▶ THE TASK
Find every line in the records below that contains the word "sauce", matching case exactly, and copy each of those lines.

▶ MATERIAL FOR THE TASK
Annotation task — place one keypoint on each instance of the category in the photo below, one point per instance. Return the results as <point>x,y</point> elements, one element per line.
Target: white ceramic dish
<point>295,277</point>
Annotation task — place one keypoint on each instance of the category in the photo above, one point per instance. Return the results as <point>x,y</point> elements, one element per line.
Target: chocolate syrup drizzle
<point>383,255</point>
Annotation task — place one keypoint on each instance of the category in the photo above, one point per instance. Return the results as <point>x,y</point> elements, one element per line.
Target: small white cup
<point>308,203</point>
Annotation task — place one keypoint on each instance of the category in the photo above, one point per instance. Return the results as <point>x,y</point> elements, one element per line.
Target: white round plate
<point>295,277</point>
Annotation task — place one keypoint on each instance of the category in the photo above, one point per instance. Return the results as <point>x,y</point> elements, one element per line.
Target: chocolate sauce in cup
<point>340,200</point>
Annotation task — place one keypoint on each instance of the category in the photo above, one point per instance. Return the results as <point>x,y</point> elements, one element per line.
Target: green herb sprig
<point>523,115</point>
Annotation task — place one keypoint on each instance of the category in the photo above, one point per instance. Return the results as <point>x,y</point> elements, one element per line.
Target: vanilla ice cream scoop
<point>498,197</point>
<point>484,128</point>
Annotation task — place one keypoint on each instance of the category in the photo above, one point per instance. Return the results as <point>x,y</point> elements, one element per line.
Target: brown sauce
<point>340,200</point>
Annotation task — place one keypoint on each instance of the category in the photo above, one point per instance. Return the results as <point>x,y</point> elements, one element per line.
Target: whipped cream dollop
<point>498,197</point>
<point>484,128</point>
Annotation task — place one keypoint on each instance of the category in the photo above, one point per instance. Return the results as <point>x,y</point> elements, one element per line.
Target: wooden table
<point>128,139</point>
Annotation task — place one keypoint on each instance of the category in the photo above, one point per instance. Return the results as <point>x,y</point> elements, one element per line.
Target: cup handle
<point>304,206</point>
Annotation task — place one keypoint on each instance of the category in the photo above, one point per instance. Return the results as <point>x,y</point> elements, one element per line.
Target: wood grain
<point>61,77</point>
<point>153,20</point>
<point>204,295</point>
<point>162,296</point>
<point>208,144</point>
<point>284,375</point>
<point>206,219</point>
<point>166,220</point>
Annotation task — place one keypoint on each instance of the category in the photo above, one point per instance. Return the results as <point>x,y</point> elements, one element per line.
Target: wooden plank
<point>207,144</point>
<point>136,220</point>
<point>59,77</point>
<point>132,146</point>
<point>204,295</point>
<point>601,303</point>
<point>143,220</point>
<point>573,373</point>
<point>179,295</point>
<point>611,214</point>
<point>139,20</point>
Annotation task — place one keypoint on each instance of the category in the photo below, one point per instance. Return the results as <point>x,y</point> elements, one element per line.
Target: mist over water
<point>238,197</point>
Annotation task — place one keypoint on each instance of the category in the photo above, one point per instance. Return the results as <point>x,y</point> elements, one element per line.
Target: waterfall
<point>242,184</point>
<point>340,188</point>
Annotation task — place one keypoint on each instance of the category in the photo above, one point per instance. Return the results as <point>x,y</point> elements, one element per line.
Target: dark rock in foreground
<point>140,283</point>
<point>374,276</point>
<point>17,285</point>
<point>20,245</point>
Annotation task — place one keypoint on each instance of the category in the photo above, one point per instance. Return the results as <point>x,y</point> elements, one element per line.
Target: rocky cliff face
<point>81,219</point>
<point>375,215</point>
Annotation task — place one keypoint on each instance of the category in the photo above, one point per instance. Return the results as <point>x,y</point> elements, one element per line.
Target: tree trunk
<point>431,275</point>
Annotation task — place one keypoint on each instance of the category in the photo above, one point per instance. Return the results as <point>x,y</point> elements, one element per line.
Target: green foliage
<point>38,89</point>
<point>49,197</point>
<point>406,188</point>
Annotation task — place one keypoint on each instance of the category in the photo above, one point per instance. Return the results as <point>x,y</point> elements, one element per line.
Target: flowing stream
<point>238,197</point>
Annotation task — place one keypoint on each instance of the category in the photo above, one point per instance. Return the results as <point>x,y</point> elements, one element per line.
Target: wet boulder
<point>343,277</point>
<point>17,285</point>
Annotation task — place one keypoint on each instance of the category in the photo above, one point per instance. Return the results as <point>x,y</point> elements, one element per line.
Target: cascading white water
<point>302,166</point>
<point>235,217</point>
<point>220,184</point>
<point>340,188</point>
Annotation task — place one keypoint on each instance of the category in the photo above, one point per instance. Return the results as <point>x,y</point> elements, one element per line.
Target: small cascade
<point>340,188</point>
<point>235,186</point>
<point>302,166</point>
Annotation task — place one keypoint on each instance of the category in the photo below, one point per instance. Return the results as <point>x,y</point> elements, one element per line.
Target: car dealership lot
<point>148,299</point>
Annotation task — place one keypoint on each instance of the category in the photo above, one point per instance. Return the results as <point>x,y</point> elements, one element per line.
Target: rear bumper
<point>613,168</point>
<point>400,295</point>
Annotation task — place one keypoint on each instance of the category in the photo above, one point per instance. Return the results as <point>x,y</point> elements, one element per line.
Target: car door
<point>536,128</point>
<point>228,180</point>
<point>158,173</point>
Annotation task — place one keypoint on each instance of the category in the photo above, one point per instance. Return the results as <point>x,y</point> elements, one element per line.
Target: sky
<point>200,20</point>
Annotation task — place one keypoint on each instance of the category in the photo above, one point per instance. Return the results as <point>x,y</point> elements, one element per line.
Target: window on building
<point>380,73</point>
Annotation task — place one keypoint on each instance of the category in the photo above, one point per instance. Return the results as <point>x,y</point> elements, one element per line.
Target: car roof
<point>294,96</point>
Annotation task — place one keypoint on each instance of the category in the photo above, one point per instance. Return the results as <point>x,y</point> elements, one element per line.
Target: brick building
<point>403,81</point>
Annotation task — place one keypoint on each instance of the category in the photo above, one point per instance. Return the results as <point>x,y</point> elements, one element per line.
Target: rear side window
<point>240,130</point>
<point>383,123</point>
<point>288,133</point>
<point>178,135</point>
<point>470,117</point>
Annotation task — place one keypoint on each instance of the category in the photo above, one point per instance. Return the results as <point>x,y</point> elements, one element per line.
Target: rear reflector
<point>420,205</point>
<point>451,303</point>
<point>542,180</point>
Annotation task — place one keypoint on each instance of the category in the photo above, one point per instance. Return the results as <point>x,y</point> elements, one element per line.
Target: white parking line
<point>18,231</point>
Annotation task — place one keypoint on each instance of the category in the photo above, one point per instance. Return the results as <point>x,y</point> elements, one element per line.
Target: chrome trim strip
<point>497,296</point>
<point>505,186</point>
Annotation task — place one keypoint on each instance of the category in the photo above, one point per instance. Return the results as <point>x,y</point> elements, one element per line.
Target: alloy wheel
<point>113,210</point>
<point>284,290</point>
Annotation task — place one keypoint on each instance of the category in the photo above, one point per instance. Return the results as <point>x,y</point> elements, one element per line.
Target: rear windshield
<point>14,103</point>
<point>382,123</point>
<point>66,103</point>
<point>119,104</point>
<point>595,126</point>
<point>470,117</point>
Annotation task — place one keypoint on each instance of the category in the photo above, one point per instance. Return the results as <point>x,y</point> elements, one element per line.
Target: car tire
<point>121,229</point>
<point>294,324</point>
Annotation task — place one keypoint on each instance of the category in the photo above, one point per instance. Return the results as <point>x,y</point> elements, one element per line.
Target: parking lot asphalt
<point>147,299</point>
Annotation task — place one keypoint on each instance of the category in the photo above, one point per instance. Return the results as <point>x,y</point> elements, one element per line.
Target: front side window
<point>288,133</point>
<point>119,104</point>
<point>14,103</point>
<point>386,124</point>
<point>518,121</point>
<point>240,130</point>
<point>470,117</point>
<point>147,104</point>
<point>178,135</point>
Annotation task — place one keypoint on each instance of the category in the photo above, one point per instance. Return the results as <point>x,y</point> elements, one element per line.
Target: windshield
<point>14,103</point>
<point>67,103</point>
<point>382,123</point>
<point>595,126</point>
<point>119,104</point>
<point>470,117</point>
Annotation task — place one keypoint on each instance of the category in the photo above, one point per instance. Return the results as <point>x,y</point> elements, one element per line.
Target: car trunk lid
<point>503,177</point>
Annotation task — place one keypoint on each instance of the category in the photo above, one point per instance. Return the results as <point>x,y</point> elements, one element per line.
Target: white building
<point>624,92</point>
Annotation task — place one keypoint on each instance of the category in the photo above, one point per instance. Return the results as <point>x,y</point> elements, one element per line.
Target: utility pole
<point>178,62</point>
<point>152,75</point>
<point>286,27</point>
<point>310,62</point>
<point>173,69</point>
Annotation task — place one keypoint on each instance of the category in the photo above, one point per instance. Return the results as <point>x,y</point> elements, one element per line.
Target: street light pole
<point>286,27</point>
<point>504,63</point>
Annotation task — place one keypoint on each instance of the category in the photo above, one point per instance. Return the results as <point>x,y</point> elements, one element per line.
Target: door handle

▶ SOLUTION
Target: chocolate sauce in cup
Target: brown sauce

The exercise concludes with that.